WORK INSTRUCTIONS:
1) In the Lucene tutorial, how would you rewrite the passage starting with "What is Lucene?" and going on through "even more possibilities." with "program library" changed to "software library"?
2) How would you say "Twitter’s search runs completely on Lucene." from the Lucene tutorial in Spanish?

SELECTED EXCERPT:
Apache Lucene Tutorial
Nowadays, if you think of a search engine, Google will probably pop into your head first. Website operators also use Google in the form of a Custom Search Engine (CSE) to offer users a quick and easy search function for their own content. There are, of course, other possibilities to offer your visitors a full-featured text search that might work better for you. You can use Lucene instead: a free open source project from Apache.
Numerous companies have integrated Apache Lucene – either online or offline. Until a few years ago, Wikipedia implemented Lucene as a search function, but now uses Solr, which is based on Lucene. Twitter’s search runs completely on Lucene. The project, which Doug Cutting started as a hobby in the late 1990s, has since developed software that benefits millions of people every day.
What is Lucene?
Lucene is a program library published by the Apache Software Foundation. It is open source and free for everyone to use and modify. Originally, Lucene was written completely in Java, but now there are also ports to other programming languages. Apache Solr and Elasticsearch are powerful extensions that give the search function even more possibilities.
Lucene is a full-featured text search. This means, quite simply: a program searches a series of text documents for one or more terms that the user has specified. This shows that Lucene is not solely used in the context of the world wide web, even if the searches are mostly found here. Lucene can also be used for archives, libraries, or even on your home desktop PC. It not only searches HTML documents, but also works with e-mail and PDF files.

DATASET EXCERPTS:

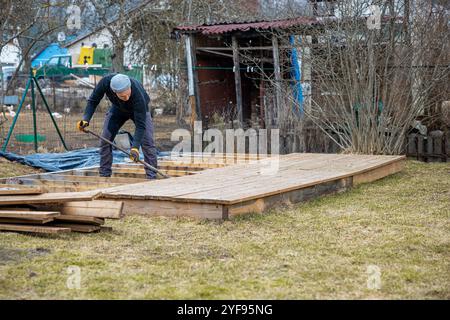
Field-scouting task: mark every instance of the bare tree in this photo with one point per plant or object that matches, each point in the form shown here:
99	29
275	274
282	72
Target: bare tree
368	82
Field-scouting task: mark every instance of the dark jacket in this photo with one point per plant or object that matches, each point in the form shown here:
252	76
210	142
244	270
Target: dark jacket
136	107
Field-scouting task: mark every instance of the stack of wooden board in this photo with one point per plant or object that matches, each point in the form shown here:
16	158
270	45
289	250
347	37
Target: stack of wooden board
55	212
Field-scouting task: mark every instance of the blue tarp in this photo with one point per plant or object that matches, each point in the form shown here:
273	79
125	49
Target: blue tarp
81	158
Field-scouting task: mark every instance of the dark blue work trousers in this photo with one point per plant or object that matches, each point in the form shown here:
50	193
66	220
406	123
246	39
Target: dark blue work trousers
114	120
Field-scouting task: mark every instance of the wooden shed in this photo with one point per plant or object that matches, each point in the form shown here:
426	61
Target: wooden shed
232	66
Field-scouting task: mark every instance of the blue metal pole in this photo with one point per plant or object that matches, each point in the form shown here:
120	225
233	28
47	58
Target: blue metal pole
11	128
296	72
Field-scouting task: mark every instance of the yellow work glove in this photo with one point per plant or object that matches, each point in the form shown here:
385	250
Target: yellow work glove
81	125
134	154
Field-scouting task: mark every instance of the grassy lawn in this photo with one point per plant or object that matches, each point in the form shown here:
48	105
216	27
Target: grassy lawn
325	248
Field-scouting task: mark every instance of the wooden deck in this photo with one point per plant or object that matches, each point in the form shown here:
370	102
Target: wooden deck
252	186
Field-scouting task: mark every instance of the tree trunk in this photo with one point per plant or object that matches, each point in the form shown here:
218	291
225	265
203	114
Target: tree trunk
118	57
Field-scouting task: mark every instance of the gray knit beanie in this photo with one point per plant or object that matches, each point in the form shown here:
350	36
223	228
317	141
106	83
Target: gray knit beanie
120	82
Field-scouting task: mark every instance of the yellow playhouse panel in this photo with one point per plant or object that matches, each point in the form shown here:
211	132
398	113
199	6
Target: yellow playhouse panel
86	55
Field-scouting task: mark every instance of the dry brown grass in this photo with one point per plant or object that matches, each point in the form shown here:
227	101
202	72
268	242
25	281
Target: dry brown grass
319	249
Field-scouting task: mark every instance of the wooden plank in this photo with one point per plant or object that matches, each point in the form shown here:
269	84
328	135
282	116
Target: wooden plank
288	198
134	174
28	214
378	173
92	179
96	208
25	221
245	182
33	229
67	185
80	219
47	198
84	228
172	208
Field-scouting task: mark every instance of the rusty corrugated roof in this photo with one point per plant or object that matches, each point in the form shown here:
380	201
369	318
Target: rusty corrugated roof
209	29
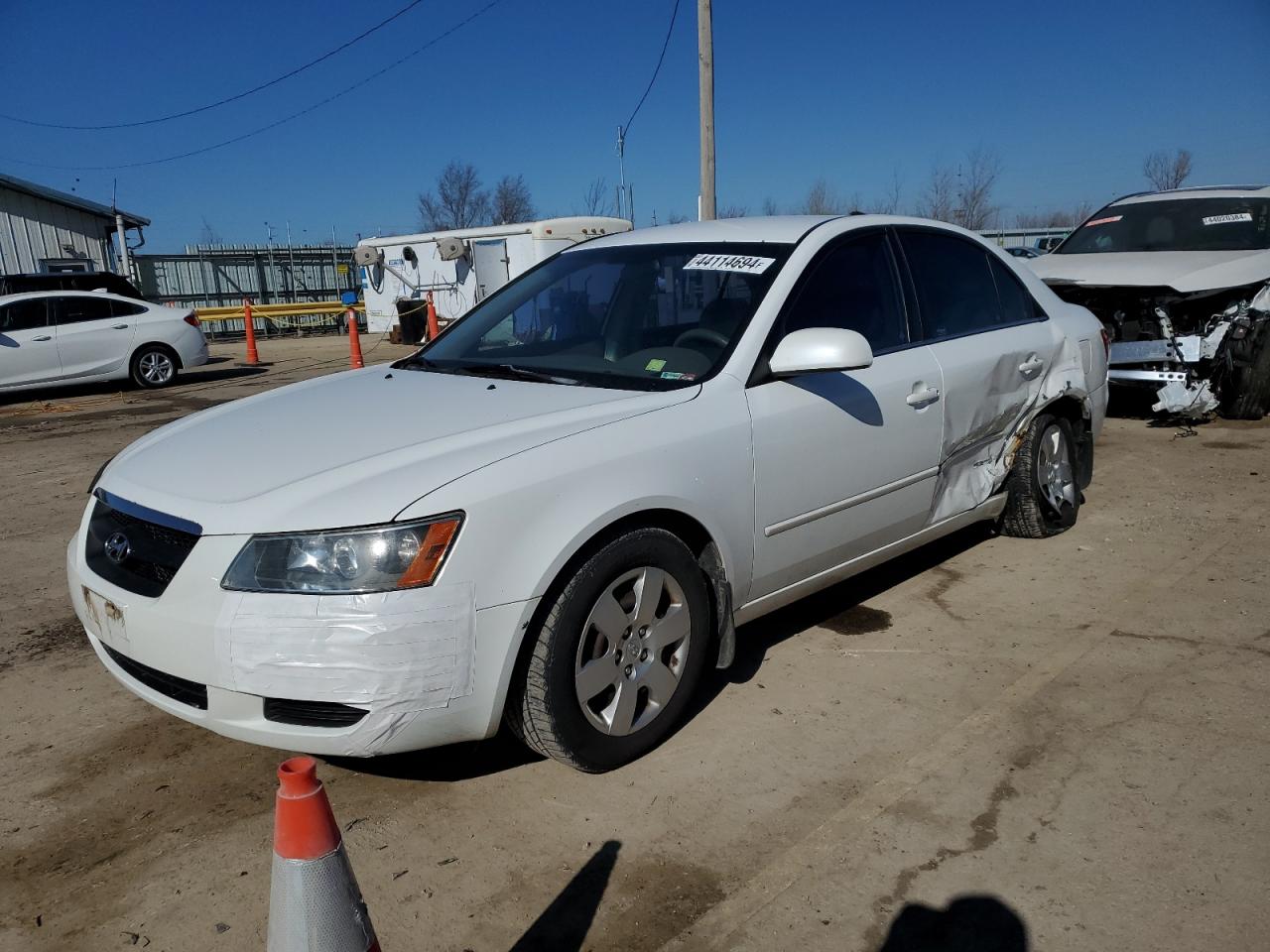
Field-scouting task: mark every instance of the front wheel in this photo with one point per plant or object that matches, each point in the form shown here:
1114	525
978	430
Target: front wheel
617	656
154	367
1044	497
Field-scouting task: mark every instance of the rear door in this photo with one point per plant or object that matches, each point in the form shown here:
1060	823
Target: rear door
91	339
844	462
28	344
993	344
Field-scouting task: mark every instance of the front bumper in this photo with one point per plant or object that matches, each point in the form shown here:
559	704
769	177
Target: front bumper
425	665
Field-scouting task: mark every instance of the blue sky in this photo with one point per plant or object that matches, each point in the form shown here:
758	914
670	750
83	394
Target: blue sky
1071	96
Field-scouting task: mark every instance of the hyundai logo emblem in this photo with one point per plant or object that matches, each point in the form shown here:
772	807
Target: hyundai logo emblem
117	547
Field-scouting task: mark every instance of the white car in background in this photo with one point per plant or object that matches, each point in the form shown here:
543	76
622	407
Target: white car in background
67	336
615	460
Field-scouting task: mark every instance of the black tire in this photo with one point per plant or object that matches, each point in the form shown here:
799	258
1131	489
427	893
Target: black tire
154	366
1248	386
545	708
1030	511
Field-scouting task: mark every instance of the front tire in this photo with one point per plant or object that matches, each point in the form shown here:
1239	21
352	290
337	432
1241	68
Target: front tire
1044	495
617	656
153	366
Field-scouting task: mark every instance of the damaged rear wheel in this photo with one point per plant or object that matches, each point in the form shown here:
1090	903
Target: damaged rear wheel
1044	495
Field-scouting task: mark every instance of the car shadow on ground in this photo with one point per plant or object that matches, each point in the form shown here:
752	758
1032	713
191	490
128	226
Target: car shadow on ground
839	607
186	379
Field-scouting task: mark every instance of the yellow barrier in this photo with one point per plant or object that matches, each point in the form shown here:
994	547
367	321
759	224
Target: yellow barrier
273	312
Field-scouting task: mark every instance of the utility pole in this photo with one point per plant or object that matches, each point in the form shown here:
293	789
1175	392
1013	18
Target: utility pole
705	61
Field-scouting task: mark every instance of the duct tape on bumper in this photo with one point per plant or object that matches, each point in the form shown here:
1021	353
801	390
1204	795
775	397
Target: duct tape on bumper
316	905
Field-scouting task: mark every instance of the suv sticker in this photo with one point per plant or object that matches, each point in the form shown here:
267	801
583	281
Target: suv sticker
746	264
1224	218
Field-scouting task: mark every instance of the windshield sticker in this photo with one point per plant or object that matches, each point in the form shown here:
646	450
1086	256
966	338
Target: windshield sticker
746	264
1224	218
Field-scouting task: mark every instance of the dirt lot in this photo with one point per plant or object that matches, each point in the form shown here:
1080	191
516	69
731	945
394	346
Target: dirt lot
1072	730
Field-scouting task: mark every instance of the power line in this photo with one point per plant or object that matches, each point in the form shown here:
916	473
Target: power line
227	99
675	13
277	122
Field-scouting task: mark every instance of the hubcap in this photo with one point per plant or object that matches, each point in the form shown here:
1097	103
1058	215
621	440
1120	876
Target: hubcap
1055	470
633	652
157	367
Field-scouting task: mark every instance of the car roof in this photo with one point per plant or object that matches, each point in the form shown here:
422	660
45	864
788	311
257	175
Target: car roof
1197	191
776	229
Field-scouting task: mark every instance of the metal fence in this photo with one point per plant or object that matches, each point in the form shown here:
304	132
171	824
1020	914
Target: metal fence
221	276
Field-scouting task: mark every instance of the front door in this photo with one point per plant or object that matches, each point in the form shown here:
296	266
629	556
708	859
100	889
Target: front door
28	344
90	339
844	462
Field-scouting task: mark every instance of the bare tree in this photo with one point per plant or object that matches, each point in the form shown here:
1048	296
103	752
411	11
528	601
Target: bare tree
597	198
458	200
824	199
512	200
1165	172
889	202
939	198
982	171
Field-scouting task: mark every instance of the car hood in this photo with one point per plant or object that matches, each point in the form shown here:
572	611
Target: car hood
1182	271
354	448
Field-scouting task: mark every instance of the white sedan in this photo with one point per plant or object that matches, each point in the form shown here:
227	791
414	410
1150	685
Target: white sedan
54	338
602	470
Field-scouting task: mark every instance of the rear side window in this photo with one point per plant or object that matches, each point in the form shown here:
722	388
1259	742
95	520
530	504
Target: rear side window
852	286
76	309
955	291
125	308
1016	304
23	315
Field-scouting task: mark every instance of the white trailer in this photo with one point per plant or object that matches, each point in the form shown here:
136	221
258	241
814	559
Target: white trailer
462	267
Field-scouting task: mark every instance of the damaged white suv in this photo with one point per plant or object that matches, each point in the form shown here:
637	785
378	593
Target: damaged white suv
602	468
1182	281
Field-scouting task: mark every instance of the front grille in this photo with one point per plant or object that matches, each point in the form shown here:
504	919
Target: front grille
187	692
312	714
154	551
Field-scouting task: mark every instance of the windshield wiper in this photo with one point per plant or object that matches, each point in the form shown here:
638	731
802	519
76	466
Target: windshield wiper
508	371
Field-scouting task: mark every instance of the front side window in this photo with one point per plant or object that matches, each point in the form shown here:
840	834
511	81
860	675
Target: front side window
1175	225
629	316
852	286
23	315
955	291
76	309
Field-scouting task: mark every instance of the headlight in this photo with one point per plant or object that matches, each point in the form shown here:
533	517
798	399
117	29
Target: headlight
375	558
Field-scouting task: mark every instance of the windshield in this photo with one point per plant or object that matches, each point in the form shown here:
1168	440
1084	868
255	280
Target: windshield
1175	225
630	316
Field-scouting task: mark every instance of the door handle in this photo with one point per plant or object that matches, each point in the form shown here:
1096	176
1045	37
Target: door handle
921	398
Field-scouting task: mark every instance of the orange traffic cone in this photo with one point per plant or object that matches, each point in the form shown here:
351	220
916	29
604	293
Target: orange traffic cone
314	901
354	343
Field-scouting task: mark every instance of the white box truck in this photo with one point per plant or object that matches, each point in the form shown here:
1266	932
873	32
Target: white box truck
460	268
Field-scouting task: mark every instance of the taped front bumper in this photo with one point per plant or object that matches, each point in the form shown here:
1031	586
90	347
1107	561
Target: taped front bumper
405	657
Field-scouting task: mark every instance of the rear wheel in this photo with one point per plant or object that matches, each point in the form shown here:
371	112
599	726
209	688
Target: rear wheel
616	658
154	366
1044	497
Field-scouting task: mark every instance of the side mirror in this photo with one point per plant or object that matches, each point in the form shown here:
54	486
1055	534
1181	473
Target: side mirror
821	349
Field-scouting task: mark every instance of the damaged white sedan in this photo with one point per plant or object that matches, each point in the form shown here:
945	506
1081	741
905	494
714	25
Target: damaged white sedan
558	512
1182	281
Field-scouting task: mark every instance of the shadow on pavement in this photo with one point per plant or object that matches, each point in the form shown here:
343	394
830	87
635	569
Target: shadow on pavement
969	924
564	924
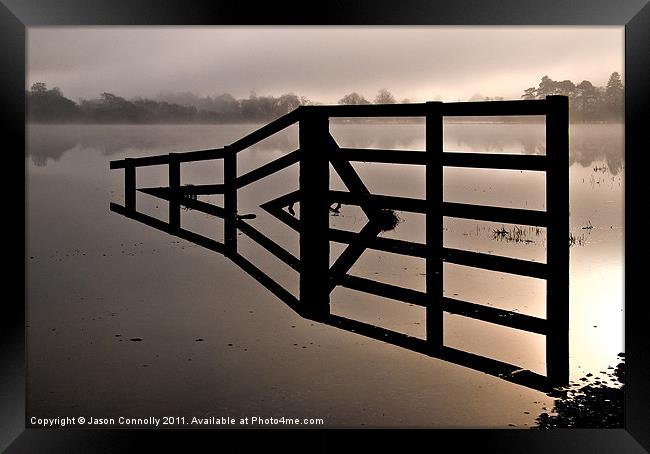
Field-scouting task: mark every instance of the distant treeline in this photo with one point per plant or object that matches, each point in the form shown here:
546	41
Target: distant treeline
587	103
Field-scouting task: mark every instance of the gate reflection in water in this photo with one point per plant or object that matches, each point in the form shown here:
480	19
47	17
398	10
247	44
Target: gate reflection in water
317	150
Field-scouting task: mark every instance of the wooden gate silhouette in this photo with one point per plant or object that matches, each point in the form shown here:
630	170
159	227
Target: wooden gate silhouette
317	149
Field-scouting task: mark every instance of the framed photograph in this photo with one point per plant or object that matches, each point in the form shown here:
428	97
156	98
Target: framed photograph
378	217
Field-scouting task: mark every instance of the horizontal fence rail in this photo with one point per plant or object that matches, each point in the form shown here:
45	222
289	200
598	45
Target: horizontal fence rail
316	152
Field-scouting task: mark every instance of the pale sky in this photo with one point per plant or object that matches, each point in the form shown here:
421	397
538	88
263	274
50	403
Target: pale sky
322	63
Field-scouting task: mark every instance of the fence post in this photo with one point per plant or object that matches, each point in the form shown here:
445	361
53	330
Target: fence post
230	201
174	188
129	184
557	206
434	240
314	212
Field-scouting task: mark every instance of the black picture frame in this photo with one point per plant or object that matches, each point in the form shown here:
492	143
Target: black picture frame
17	15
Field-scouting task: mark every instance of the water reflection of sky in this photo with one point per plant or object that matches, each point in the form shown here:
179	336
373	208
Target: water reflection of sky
89	263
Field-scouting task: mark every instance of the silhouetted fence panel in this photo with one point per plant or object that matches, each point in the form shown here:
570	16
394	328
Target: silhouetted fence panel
317	151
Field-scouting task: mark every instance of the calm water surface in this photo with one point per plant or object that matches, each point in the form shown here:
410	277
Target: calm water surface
96	280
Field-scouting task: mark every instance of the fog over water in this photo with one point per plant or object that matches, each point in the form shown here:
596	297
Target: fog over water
125	320
322	63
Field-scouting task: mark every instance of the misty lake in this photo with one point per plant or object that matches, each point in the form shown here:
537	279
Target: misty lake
125	320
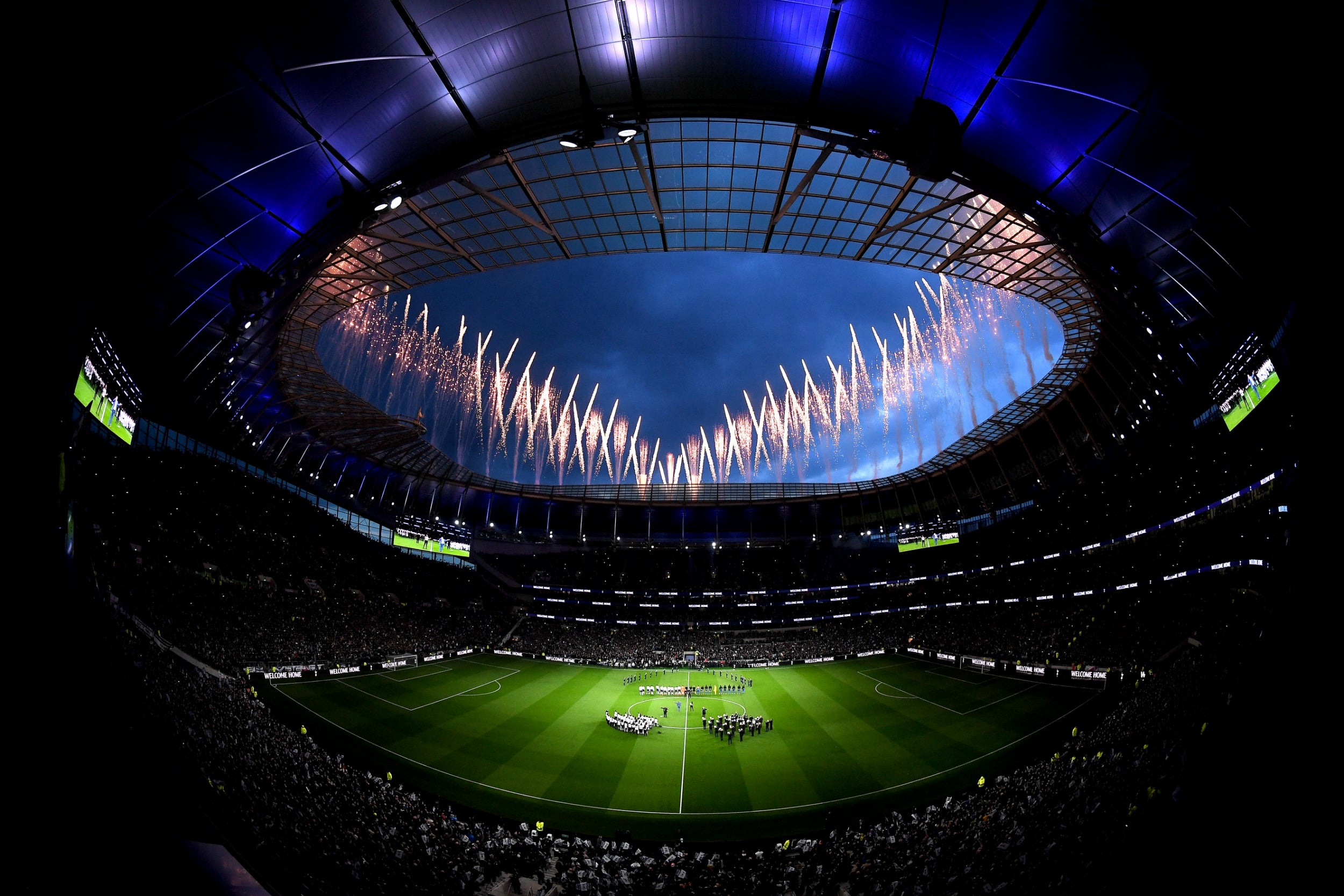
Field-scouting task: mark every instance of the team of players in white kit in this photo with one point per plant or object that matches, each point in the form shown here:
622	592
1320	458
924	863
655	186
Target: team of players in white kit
727	726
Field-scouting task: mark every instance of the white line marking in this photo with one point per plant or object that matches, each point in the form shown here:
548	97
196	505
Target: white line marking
646	812
436	672
995	675
498	688
942	675
684	735
463	692
371	695
939	704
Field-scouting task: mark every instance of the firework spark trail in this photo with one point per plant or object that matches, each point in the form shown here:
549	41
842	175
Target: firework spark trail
620	434
939	370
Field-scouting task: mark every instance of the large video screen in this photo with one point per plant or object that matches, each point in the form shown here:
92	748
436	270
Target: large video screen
928	542
1259	386
418	542
104	388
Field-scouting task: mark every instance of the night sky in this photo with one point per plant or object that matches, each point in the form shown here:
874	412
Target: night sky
678	335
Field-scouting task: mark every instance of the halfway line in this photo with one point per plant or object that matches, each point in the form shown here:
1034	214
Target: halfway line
686	733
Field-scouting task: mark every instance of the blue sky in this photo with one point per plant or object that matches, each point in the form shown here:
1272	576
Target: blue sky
675	336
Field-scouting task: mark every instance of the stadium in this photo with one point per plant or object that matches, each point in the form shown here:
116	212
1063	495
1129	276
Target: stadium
614	447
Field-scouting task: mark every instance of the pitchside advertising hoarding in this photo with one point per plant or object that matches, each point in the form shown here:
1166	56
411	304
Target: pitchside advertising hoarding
420	542
1259	385
106	390
281	673
929	542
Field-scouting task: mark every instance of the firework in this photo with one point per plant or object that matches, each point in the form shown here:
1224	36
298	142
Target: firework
942	375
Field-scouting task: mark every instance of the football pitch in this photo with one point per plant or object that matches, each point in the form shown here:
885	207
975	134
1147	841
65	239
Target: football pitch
528	739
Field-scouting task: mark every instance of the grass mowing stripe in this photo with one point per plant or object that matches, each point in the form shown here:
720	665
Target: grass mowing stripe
539	743
828	768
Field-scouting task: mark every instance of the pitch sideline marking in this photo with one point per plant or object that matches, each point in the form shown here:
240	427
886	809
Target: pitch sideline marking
437	672
647	812
1049	684
939	704
944	675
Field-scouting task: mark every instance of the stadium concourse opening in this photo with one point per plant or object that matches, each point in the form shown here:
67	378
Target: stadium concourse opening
882	483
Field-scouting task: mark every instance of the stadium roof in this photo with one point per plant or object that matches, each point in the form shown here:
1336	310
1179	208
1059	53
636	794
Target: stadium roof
764	132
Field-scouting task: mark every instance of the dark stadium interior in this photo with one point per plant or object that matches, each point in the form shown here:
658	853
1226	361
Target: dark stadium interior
233	519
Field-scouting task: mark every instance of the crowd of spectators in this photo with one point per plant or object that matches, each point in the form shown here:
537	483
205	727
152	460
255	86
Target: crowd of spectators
327	825
240	572
335	828
1121	630
238	625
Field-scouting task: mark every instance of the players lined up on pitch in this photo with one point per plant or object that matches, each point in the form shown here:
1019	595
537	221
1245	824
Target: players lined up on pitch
737	725
740	685
639	725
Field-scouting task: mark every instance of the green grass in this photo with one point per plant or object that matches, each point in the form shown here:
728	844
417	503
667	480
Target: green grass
932	542
527	739
1249	402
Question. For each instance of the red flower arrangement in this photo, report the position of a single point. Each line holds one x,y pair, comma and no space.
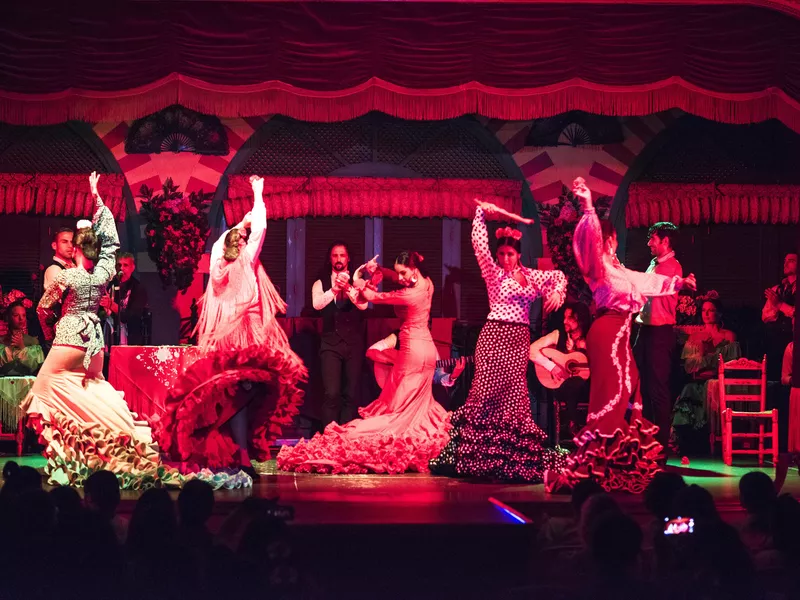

SET OF ANSWERS:
1)
What is Lucene?
Lucene is a software library published by the Apache Software Foundation. It is open source and free for everyone to use and modify. Originally, Lucene was written completely in Java, but now there are also ports to other programming languages. Apache Solr and Elasticsearch are powerful extensions that give the search function even more possibilities.

2) La búsqueda de Twitter funciona completamente con Lucene.